(Collected data)
::::::::

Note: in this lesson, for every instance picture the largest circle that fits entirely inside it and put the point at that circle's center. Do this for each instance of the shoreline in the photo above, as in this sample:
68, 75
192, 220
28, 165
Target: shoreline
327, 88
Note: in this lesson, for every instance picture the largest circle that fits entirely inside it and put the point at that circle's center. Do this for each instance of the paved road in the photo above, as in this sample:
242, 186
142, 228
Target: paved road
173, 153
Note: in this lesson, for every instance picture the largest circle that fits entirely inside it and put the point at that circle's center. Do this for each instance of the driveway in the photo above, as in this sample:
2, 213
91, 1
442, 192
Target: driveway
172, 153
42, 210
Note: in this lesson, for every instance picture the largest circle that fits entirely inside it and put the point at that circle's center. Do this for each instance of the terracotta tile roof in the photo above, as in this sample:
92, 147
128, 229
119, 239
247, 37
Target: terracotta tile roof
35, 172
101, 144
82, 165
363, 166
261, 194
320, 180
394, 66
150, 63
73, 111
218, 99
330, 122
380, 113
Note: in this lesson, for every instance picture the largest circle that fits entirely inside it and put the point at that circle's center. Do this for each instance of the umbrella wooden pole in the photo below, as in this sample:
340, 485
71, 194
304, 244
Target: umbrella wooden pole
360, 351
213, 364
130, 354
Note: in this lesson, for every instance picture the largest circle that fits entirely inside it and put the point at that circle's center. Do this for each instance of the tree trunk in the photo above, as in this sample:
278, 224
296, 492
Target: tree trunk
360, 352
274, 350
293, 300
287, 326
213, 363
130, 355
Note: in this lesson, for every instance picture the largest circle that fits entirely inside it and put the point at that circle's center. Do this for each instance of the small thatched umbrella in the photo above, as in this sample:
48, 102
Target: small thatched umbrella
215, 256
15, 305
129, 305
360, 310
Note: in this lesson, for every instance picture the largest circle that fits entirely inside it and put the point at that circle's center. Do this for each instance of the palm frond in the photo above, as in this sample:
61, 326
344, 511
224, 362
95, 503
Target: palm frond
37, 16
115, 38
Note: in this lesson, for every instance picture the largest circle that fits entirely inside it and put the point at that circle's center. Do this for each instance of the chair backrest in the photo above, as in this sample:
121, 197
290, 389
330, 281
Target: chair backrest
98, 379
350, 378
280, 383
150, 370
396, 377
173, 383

::::::::

TASK DIRECTIONS: Reproduce word for word every line of the material from the line containing "of the tree" through the final line of the material, both included.

ANSWER BELOW:
Note: in this lesson, for every instance picture the largest circle that fits entirely inside it and put the point at that circle's center. Do this for each instance of the tree trunk in the photo above, as in this sample:
278, 224
296, 492
Target: tree trunk
360, 352
274, 350
293, 300
287, 326
213, 363
130, 355
Note: in this lesson, for every instance picture the largest circle that fits entirely inside it and put the point at that circle's center. Do this for each instance of the small thatched umbrella in the photo above, as in this sample:
48, 102
Target: small thatched umbrella
215, 256
15, 305
129, 305
360, 310
Note: in this lesson, for every instance picture the largest circle that fits entirely inside it and put the point at that circle's center. Do this for each instance of the palm frond in the photo above, as in this sample:
61, 326
344, 511
224, 362
95, 503
Target: palm frond
37, 16
115, 38
Note: in this lesson, for every instance picture the largest circle that fits entirely inside it and put the point at that circle's center. Do this for each instance of the chair backrest in the photo above, as in this sample:
121, 197
290, 389
330, 281
Target: chair backrest
98, 379
350, 378
280, 383
150, 370
396, 377
173, 383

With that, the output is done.